» **GIVEN EXERCISE**: Reproduce every one of the records below verbatim, preserving each line and its order without alteration.

» **THE INPUT**:
^^^^^^^^

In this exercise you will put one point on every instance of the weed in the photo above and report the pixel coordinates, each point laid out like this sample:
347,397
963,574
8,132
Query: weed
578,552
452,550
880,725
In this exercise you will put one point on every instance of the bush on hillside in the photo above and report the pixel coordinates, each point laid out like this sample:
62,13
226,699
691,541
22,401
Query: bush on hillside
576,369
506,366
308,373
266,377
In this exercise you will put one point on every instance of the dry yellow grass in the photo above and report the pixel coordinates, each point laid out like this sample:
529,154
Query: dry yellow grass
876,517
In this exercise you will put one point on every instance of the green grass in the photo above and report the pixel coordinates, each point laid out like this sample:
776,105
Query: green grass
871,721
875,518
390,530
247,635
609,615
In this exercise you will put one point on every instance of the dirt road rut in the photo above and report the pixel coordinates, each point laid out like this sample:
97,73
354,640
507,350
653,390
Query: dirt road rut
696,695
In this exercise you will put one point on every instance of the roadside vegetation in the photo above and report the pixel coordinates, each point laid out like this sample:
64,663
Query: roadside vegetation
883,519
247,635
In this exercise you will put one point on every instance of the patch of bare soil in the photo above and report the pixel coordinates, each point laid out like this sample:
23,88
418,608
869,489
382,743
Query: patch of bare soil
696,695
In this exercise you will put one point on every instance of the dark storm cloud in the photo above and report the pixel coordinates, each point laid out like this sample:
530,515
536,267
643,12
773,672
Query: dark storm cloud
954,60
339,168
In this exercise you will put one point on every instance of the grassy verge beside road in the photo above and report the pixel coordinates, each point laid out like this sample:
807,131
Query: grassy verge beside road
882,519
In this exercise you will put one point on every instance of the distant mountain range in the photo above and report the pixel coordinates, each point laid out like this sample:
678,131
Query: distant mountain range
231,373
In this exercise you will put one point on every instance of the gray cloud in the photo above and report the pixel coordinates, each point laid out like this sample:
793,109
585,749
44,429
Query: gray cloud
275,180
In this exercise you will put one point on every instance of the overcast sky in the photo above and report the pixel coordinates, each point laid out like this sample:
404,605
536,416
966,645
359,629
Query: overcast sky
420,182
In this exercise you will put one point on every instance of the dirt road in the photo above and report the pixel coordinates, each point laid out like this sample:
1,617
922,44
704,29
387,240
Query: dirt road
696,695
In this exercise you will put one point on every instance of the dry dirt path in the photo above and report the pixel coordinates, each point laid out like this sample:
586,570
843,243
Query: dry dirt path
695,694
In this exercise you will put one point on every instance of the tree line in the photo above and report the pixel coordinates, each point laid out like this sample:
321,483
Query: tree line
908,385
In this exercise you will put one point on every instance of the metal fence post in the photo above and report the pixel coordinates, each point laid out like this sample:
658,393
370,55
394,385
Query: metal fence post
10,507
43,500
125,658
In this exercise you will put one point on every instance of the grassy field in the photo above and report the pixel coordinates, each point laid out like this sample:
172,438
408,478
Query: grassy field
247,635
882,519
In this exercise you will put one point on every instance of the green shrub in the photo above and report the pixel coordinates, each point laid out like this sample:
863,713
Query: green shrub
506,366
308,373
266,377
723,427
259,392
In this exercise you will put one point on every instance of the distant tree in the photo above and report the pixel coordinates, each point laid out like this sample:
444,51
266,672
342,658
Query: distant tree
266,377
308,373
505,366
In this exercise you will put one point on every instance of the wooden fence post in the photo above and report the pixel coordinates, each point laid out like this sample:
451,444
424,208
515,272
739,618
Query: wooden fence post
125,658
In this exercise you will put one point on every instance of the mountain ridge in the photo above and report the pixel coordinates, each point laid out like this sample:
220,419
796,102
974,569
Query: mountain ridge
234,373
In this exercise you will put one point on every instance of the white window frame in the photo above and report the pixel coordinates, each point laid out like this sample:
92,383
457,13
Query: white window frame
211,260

^^^^^^^^

» **EXERCISE ANSWER**:
In this exercise you will put one point on every instance of the weed in the photo above and report the pixel coordinates, each point laid out like this sample:
347,397
963,574
8,132
Query: weed
578,552
452,550
880,725
In this exercise you will put one point on every instance of the bush on hillside in the photo above and report the pixel coordinates, each point laid out like this sample:
62,13
226,699
691,541
22,401
Query: bush on hillside
576,369
506,366
308,373
266,377
In this exercise you will put one point on every instance of the dry yellow grass in the photo above and report the pixel coordinates, each point laid out like this sample:
529,154
Query: dry yellow grass
876,517
In this exercise you will put one point on every instance of the green grass in the photo above and report the pixel coordinates, each point laid out like this sample:
776,105
Query: green grass
871,721
875,518
390,530
247,635
609,615
In this exercise you will put one point on every instance of the dirt road rut in the photo above and report the pixel coordinates, each point laid out like this sample:
97,73
354,640
507,350
653,390
Query: dirt road rut
696,695
In this exercise you will put one point on every instance of the roadside vegetation in the photo above and report the pixel coordinates, each point laid out like this sample:
64,663
Query: roadside vegetation
883,519
247,635
In this exercise you will put one point on every instance of the patch of bare soil in the photo above and report the pixel coordinates, each point laid out like this sample:
23,88
418,608
869,489
382,743
Query: patch of bare soil
696,695
In this exercise you will put one point on every instance of the dark storm cloud in the photo above and report the pixel coordinates, each point laid out like this sample:
530,515
536,267
643,12
773,672
Query: dark storm cloud
954,60
339,168
In this exercise you will put one point on every instance of the grassy verge beside road in the photo above and report the pixel coordinates, each point laid out like this sample:
807,131
Query: grassy verge beside road
882,519
In this exercise you will put one point on every instance of the distant mountain range in the photo above and report the pixel coordinates, each point laid out like this sample:
678,131
Query: distant mountain range
231,373
In this exercise you will put one point on every instance of the gray cloud in the photo above and report the pixel coordinates, each point laid out like this sample:
793,109
585,749
44,429
Query: gray cloud
275,180
In this exercise you will put one point on every instance of the overcast sky in the photo above and report the pixel coordinates, each point laid out like this sample:
404,605
536,416
966,645
359,629
Query: overcast sky
420,182
In this exercise you will put one point on every instance of the dirt road in the photo above and report the pixel coordinates, each point laid out like this sample:
1,617
922,44
704,29
387,240
Query: dirt road
696,695
In this exercise you will put one point on every instance of the dry dirt path in the photo above and report the pixel coordinates, each point laid out like this sample:
586,570
843,243
Query: dry dirt path
695,694
In this exercise you will put one point on every instance of the tree line in the photo above and report the pixel coordinates, each point laid out like this sample:
321,483
Query: tree line
908,385
In this exercise you will put one point on every instance of the metal fence post in the photo above and report the pixel coordinates, each point laid out like this sample:
658,393
370,55
394,385
Query: metal fence post
10,507
43,500
125,658
In this exercise you will put one point on every instance of the grassy field in the photo above and report the pixel coordinates, each point laid out like this sample:
172,438
408,478
Query: grassy field
247,635
882,519
In this exercise you will put one point on every instance of the green shrub in the photo above and report the pixel coordinates, each point laid out like this sample:
863,713
Query: green shrub
506,366
308,373
266,377
723,427
259,392
In this exercise you will put one point on every instance of the distant tree in the photo above and report the pixel coordinates, each point laid out like this sample:
444,51
266,672
342,658
Query: distant tree
266,377
308,373
505,366
In this exercise you will put one point on every instance of the wooden fence post in the photo above and report the pixel coordinates, each point laid out like this sample:
451,444
424,208
515,272
739,618
Query: wooden fence post
125,658
In this exercise you will put one point on every instance of the mountain ridge in the photo above and report the pixel coordinates, each point laid out like this sample:
220,419
796,102
974,569
Query: mountain ridge
234,373
In this exercise you will put one point on every instance of the white window frame in the photo above and report the pixel coordinates, each point laid out like this sample:
92,383
457,13
Query: white window frame
211,260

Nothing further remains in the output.